**YOUR TASK**
Extract every line of the records below and reproduce each one verbatim, with no changes.

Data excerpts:
---------------

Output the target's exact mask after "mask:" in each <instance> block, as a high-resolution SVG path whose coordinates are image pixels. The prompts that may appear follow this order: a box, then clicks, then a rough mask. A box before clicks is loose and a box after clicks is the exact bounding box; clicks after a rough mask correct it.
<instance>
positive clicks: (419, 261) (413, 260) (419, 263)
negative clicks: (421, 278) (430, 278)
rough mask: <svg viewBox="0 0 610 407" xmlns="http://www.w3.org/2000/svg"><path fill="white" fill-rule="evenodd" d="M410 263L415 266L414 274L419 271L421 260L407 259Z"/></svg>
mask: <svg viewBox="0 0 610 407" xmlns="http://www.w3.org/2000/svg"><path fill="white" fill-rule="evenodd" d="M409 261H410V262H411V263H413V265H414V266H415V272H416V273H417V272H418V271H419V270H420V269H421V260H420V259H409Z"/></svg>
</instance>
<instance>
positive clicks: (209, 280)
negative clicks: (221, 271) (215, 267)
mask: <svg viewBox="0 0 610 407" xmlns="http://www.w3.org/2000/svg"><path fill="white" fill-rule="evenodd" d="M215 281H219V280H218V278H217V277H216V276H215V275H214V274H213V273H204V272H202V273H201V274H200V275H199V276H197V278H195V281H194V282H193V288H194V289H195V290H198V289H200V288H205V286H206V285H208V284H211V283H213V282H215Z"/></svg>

---------------

**WRITTEN ANSWER**
Output the target's exact mask after "mask:" in each <instance> block, as a high-resolution SVG path whose coordinates are image pixels. The prompts that may appear follow this order: a box, then clicks, then a rough mask. A box before clicks is loose and a box after clicks is the exact bounding box; clicks after a rough mask correct it.
<instance>
positive clicks: (419, 261) (413, 260) (419, 263)
negative clicks: (421, 278) (430, 278)
rough mask: <svg viewBox="0 0 610 407" xmlns="http://www.w3.org/2000/svg"><path fill="white" fill-rule="evenodd" d="M410 263L415 266L414 274L419 271L421 260L407 259Z"/></svg>
mask: <svg viewBox="0 0 610 407" xmlns="http://www.w3.org/2000/svg"><path fill="white" fill-rule="evenodd" d="M409 261H410V262H411V263H413V265H414V266H415V272H416V273H417V272H418V271H419V270H420V269H421V260H420V259H409Z"/></svg>
</instance>
<instance>
positive clicks: (209, 280)
negative clicks: (221, 271) (215, 267)
mask: <svg viewBox="0 0 610 407" xmlns="http://www.w3.org/2000/svg"><path fill="white" fill-rule="evenodd" d="M215 281H219V280H218V278H217V277H216V276H215V275H214V274H213V273H204V272H202V273H201V274H200V275H199V276H197V278H195V281H194V282H193V288H194V289H195V290H198V289H200V288H205V286H206V285H208V284H211V283H213V282H215Z"/></svg>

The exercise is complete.